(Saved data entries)
++++++++
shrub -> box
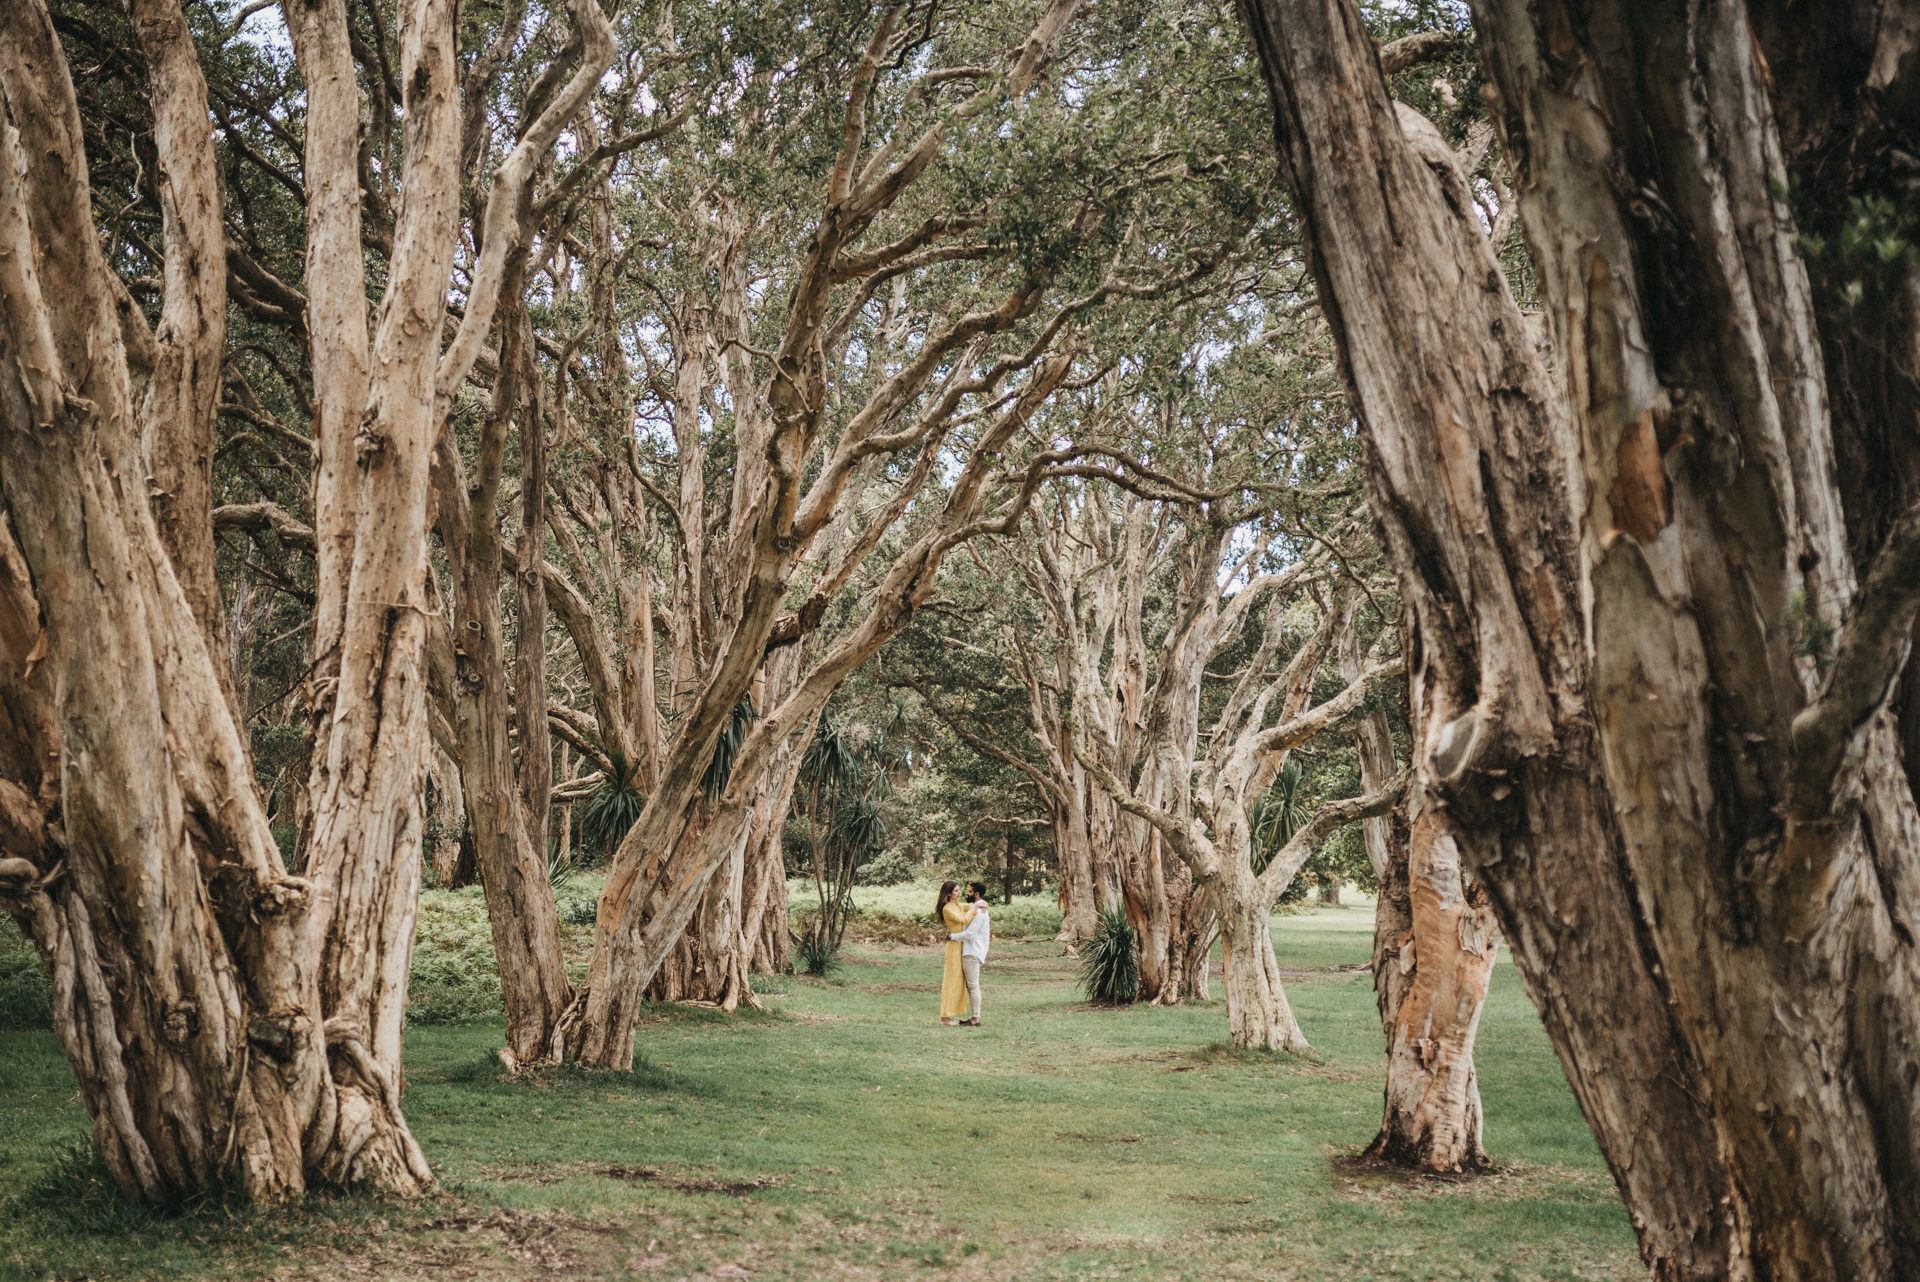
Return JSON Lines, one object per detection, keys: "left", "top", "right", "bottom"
{"left": 579, "top": 748, "right": 645, "bottom": 860}
{"left": 557, "top": 887, "right": 599, "bottom": 927}
{"left": 1079, "top": 905, "right": 1140, "bottom": 1005}
{"left": 989, "top": 898, "right": 1064, "bottom": 940}
{"left": 1, "top": 920, "right": 51, "bottom": 1030}
{"left": 793, "top": 931, "right": 841, "bottom": 978}
{"left": 406, "top": 887, "right": 503, "bottom": 1024}
{"left": 856, "top": 847, "right": 918, "bottom": 886}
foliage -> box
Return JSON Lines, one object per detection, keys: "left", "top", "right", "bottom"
{"left": 546, "top": 844, "right": 577, "bottom": 892}
{"left": 556, "top": 887, "right": 600, "bottom": 928}
{"left": 1249, "top": 760, "right": 1310, "bottom": 876}
{"left": 405, "top": 889, "right": 509, "bottom": 1026}
{"left": 1, "top": 919, "right": 51, "bottom": 1031}
{"left": 404, "top": 882, "right": 601, "bottom": 1024}
{"left": 579, "top": 747, "right": 645, "bottom": 861}
{"left": 855, "top": 847, "right": 919, "bottom": 886}
{"left": 701, "top": 697, "right": 758, "bottom": 802}
{"left": 792, "top": 932, "right": 841, "bottom": 979}
{"left": 794, "top": 706, "right": 910, "bottom": 958}
{"left": 1079, "top": 906, "right": 1142, "bottom": 1006}
{"left": 1791, "top": 192, "right": 1920, "bottom": 312}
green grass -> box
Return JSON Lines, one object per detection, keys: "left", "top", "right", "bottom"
{"left": 0, "top": 901, "right": 1642, "bottom": 1280}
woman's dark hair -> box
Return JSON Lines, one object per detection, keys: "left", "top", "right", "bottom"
{"left": 934, "top": 880, "right": 960, "bottom": 923}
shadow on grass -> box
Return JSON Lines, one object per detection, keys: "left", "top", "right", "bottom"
{"left": 432, "top": 1052, "right": 694, "bottom": 1095}
{"left": 4, "top": 1137, "right": 469, "bottom": 1276}
{"left": 1327, "top": 1150, "right": 1497, "bottom": 1185}
{"left": 1174, "top": 1040, "right": 1327, "bottom": 1070}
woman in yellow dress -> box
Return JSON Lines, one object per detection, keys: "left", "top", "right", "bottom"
{"left": 936, "top": 880, "right": 975, "bottom": 1025}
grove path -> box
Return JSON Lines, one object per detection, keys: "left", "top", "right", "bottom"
{"left": 2, "top": 905, "right": 1638, "bottom": 1280}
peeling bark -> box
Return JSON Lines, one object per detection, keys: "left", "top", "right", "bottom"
{"left": 1240, "top": 0, "right": 1920, "bottom": 1271}
{"left": 0, "top": 0, "right": 606, "bottom": 1199}
{"left": 1364, "top": 796, "right": 1495, "bottom": 1171}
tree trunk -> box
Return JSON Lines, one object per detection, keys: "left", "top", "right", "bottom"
++++++++
(Problem to solve) Go over the records above line by line and count those holding the word "woman". Reply only with the number.

(Your response) 2